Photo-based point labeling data
⁂
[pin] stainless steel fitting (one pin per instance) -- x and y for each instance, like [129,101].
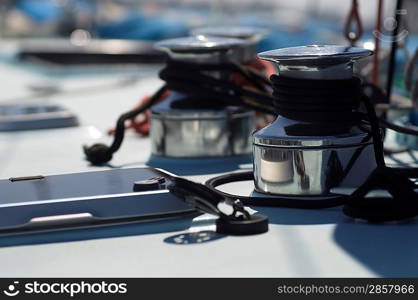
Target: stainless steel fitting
[285,164]
[250,35]
[200,132]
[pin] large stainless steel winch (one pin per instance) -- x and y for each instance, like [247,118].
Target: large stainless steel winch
[200,132]
[311,165]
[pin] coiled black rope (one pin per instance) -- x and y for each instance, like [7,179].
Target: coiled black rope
[317,101]
[203,82]
[403,202]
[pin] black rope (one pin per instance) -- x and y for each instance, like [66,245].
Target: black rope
[394,48]
[205,90]
[317,101]
[403,202]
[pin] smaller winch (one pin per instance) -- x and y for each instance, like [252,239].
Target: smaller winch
[250,35]
[191,122]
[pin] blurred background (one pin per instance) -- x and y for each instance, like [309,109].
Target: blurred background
[292,22]
[57,32]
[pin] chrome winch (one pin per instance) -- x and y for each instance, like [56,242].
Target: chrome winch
[183,128]
[297,158]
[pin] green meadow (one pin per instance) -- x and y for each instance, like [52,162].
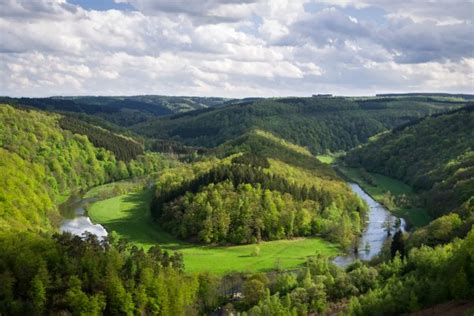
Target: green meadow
[129,216]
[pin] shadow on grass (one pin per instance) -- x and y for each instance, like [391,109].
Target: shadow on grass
[136,225]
⁂
_Exercise task_: Reproduce the entries above word for word. Pictures stay out.

_Output below_:
[pin] stainless steel fitting (one pin per instance) -- x and y for each instance, like [129,101].
Target: stainless steel fitting
[285,164]
[250,35]
[200,132]
[pin] large stainless steel winch (one pin per instance) -- x and y for each instance, like [247,118].
Target: large stainless steel winch
[200,132]
[311,165]
[pin] coiled black rope (one pin per instance) -- x and y for each instance, like [7,179].
Target: coiled black rope
[317,101]
[203,82]
[403,202]
[pin] black rope (one pin per instance) -- x and y for each instance, like [66,245].
Target: black rope
[394,48]
[205,90]
[317,101]
[403,202]
[pin] smaller winch (one pin per instance) -- x and y for each instance, like [252,239].
Target: smaller winch
[250,35]
[191,122]
[pin] blurred background (one pin per instance) -- x and y for each instance, like [309,109].
Target: blurred background
[292,22]
[57,32]
[pin] chrome winch (one pin per instance) -- x and y for each instance, like [56,242].
Target: chrome winch
[183,128]
[297,158]
[pin] green meadow (one pin per instance) -- x and y for each instance, like [52,162].
Target: green meadow
[129,216]
[pin] shadow on grass (one pin per instance) -- x and y for each instance, like [391,109].
Target: shadow on grass
[136,225]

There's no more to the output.